Given exercise 1: Using the hacker ethics excerpt below, mark each statement yes or no and quote the words that decide it: (a) co-occurrence within the same text unit turned up in only 3 of the 29 documents; (b) the author concludes that new 90s hackers are unethical; (c) document 27 is titled "Hacker ethic jargon file."

** START Source excerpt **

In document 24, "hacker vs. cracker," we see the co-occurence of
the old hacker ethic of "total access" and the new hacker ethic of "do no
harm," as well as the co-occurence of "information wants to be free" with
"do no harm." In document 18, "Hacker ethic jargon file," we see the
co-occurence of these same sentiments. And in document 27, "Rebels with a
cause," we see the co-occurence of "self defense" with "information wants
to be free" and "computers can change your life for the better."



Apparently, while hackers may express principles of both hacker
ethics, they are unlikely to do so at the same time or within the same
thought. Co-occurence within the same text unit did not occur very often
- only 3 out of 29 documents.



Conclusions - areas for future research



I feel it safe to say that I can conclude a few basic facts
from this early effort at text analysis. Mostly, I have a basis for a
good deal of future research. I might be able to state more, if I had
access to more documents or more information about their authors beyond
their "handles."



  1. New 90s hackers are not unethical. They are not unaware
    of the original Hacker Ethic. They have their own ethical system which
    combines elements of the old 60s Hacker Ethic with some new innovations
    (the new hacker ethic.) The fact that ethics are important to these
    hackers is suggested by the fact that they anethematize "crackers" and
    "dark side" hackers for transgressions which violate the spirit of their
    ethics.
  2. There are four interesting areas of investigation for
    looking into the changes between the old and new Hacker Ethic.
    Measurement of changes in computer technology, social indicators,
    computer industry practices, and generational demographics might provide
    variables which covary with, and possibly even explain, the changes in
    this ideological system.
  3. Some new hackers do repudiate the original Hacker Ethic
    or the possibility of having an ethic at all. It would be interesting to
    find out what aspects of their profiles (age, background, experience,
    gender, social class, etc.) correlate with whether or not they repudiate
    it and why. There should be some way to predict whether or not a hacker
    is likely to embrace the ethic, and how much they fidelity to it they
    will demonstrate.

** END Source excerpt **

Given exercise 2: Locate each line in the records below that contains the string "patch", and copy every such line.

** START Data shown **

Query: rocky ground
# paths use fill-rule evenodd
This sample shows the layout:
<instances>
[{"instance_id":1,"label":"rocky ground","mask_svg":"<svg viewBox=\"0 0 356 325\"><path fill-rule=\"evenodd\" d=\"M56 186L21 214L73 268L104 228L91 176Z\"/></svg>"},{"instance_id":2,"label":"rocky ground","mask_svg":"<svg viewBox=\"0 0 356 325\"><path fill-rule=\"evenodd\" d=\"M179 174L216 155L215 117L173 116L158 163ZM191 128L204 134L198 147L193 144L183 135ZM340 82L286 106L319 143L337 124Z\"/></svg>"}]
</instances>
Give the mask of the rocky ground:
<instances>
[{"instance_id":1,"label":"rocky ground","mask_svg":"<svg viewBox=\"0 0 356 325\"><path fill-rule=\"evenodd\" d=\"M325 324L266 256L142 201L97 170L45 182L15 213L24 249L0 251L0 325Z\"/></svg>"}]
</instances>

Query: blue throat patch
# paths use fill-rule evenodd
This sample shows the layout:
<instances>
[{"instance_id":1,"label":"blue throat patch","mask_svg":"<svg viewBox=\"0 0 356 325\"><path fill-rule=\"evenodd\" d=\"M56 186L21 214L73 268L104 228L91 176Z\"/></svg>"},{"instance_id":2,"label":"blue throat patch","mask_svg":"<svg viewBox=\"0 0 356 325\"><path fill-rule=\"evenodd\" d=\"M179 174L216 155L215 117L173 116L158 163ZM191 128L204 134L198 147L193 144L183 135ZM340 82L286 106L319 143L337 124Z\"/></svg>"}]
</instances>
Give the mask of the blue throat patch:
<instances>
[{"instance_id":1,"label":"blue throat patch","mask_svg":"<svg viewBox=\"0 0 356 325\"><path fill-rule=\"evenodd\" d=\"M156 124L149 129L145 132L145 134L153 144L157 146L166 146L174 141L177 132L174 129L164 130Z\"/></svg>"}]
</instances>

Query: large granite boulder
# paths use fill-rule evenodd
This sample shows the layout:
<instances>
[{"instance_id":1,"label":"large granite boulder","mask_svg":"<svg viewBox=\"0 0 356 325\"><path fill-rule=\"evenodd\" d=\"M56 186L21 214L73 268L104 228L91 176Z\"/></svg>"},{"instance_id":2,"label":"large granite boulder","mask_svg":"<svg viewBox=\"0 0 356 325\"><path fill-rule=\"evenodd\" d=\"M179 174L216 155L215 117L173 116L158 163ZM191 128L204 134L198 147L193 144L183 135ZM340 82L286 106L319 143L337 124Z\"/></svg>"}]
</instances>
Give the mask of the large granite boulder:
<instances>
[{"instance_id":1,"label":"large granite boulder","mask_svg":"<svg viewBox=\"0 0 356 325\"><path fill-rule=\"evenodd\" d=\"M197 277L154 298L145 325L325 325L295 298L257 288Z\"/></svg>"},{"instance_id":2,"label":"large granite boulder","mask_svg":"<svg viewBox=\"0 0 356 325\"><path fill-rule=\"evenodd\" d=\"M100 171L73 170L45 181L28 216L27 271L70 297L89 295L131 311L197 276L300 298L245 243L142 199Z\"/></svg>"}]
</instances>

** END Data shown **
** START Data shown **

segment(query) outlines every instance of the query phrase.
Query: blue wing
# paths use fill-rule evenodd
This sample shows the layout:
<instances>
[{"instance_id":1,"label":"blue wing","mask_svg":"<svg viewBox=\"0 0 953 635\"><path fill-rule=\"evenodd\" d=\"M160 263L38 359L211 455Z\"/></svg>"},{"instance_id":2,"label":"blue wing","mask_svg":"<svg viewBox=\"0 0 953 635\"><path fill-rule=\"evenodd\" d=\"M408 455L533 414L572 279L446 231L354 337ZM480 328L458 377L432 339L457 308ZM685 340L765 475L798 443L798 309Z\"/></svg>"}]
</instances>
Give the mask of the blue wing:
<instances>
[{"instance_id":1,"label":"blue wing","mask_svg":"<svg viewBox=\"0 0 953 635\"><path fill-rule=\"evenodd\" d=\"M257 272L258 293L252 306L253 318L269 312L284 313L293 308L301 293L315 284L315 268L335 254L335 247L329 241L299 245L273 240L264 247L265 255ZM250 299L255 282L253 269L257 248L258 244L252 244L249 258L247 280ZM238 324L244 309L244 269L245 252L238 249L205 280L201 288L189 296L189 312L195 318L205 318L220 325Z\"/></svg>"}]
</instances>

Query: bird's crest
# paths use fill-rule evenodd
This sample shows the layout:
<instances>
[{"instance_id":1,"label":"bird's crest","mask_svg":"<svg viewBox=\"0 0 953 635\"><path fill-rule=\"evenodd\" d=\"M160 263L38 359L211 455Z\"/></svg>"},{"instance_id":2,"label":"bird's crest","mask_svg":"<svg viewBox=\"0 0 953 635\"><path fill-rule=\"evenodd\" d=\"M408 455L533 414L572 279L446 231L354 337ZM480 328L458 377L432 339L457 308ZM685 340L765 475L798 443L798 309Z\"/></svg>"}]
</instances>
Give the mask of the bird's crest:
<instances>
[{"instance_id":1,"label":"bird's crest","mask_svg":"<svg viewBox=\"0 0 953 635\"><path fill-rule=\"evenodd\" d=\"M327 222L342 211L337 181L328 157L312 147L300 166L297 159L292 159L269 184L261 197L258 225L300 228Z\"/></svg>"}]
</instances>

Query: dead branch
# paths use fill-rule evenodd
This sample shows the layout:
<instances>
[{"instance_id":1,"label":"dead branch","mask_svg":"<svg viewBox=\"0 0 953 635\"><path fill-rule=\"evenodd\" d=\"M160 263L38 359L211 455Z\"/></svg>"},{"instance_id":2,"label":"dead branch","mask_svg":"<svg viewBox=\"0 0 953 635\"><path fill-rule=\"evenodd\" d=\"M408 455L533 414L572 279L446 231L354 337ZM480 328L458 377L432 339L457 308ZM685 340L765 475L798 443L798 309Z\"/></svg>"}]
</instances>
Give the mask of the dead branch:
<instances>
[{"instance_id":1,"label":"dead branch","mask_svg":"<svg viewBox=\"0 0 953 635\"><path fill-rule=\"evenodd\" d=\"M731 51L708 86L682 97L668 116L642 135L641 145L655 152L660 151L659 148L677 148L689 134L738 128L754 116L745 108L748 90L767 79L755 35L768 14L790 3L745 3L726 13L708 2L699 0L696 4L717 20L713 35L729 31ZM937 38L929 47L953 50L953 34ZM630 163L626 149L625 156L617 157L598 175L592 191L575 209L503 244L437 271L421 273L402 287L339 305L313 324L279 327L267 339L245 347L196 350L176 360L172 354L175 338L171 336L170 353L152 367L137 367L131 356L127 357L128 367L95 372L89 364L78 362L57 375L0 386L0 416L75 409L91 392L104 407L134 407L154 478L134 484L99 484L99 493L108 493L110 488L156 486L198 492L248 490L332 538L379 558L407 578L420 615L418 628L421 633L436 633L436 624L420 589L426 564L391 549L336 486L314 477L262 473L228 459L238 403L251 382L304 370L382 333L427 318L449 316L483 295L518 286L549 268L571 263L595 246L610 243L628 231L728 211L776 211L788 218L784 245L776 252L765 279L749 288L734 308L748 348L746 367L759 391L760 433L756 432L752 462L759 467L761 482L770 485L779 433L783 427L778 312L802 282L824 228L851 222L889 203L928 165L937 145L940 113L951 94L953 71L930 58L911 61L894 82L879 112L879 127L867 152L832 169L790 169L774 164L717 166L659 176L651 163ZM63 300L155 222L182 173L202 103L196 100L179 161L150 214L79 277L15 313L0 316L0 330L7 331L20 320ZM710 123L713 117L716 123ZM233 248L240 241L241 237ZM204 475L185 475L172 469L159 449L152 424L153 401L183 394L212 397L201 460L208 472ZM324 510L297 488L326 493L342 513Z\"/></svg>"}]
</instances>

** END Data shown **

Written answer 1:
(a) Yes: "only 3 out of 29 documents."
(b) No: "New 90s hackers are not unethical."
(c) No: "And in document 27, "Rebels with a cause,""

Written answer 2:
Query: blue throat patch
[{"instance_id":1,"label":"blue throat patch","mask_svg":"<svg viewBox=\"0 0 356 325\"><path fill-rule=\"evenodd\" d=\"M56 186L21 214L73 268L104 228L91 176Z\"/></svg>"},{"instance_id":2,"label":"blue throat patch","mask_svg":"<svg viewBox=\"0 0 356 325\"><path fill-rule=\"evenodd\" d=\"M179 174L216 155L215 117L173 116L158 163ZM191 128L204 134L198 147L193 144L183 135ZM340 82L286 106L319 143L337 124Z\"/></svg>"}]
Give the mask of the blue throat patch:
[{"instance_id":1,"label":"blue throat patch","mask_svg":"<svg viewBox=\"0 0 356 325\"><path fill-rule=\"evenodd\" d=\"M156 124L149 129L145 132L145 134L153 144L157 146L166 146L174 141L177 132L174 129L164 130Z\"/></svg>"}]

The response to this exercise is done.